→ **Set task A**
According to the royalty dispute note, how much could the estimated compensation be as at September 30, 2019, if the ANH's interpretation is correct?
→ **Set task B**
Print the lines of the listing verbatim, starting at the line that contains "For the sidewalk" and ending with the final line of the listing.

The Agencia Nacional de Hidrocarburos (National Hydrocarbons Agency) ("ANH") and Gran Tierra are engaged in ongoing discussions regarding the interpretation of whether certain transportation and related costs are eligible to be deducted in the calculation of an additional royalty (the "HPR royalty"). Based on the Company's understanding of the ANH's position, the estimated compensation, which would be payable if the ANH’s interpretation is correct, could be up to $56.2 million as at September 30, 2019 (December 31, 2018 - $56.3 million). At this time no amount has been accrued as Gran Tierra does not consider it probable that a loss will be incurred.

In addition to the above, the Company has a number of other lawsuits and claims pending. Although the outcome of these other lawsuits and disputes cannot be predicted with certainty, the Company believes the resolution of these matters would not have a material adverse effect on the Company’s consolidated financial position, results of operations or cash flows. Gran Tierra records costs associated with these lawsuits and claims as they are incurred or become probable and determinable.

→ **Items**

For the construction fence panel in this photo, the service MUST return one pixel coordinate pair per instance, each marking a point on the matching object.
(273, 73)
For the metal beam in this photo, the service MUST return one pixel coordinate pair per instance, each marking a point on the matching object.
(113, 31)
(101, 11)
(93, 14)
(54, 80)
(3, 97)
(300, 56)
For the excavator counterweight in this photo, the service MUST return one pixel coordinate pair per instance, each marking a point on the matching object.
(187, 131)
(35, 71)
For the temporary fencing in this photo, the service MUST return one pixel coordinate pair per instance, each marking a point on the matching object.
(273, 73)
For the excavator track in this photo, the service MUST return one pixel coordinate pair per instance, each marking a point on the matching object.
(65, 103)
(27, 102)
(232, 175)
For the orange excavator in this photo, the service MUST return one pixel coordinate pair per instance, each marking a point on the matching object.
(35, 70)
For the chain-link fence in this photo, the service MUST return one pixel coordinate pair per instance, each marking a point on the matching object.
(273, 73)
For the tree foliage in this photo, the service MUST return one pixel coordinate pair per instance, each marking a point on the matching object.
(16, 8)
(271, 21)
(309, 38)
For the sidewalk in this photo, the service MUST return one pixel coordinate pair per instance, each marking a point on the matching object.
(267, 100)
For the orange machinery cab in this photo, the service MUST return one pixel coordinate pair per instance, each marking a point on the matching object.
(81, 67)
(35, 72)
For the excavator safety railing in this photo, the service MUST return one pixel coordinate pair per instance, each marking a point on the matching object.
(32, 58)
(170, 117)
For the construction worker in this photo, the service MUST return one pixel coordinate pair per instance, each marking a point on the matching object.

→ **Complete answer A**
Up to $56.2 million.

→ **Complete answer B**
For the sidewalk in this photo, the service MUST return one pixel coordinate pair per instance, each marking a point on the matching object.
(267, 100)
For the orange machinery cab in this photo, the service MUST return one pixel coordinate pair per instance, each marking a point on the matching object.
(81, 67)
(35, 72)
For the excavator safety railing in this photo, the service MUST return one pixel coordinate pair per instance, each marking a point on the matching object.
(32, 58)
(170, 117)
For the construction worker in this photo, the service MUST return one pixel coordinate pair per instance, each marking a point on the matching object.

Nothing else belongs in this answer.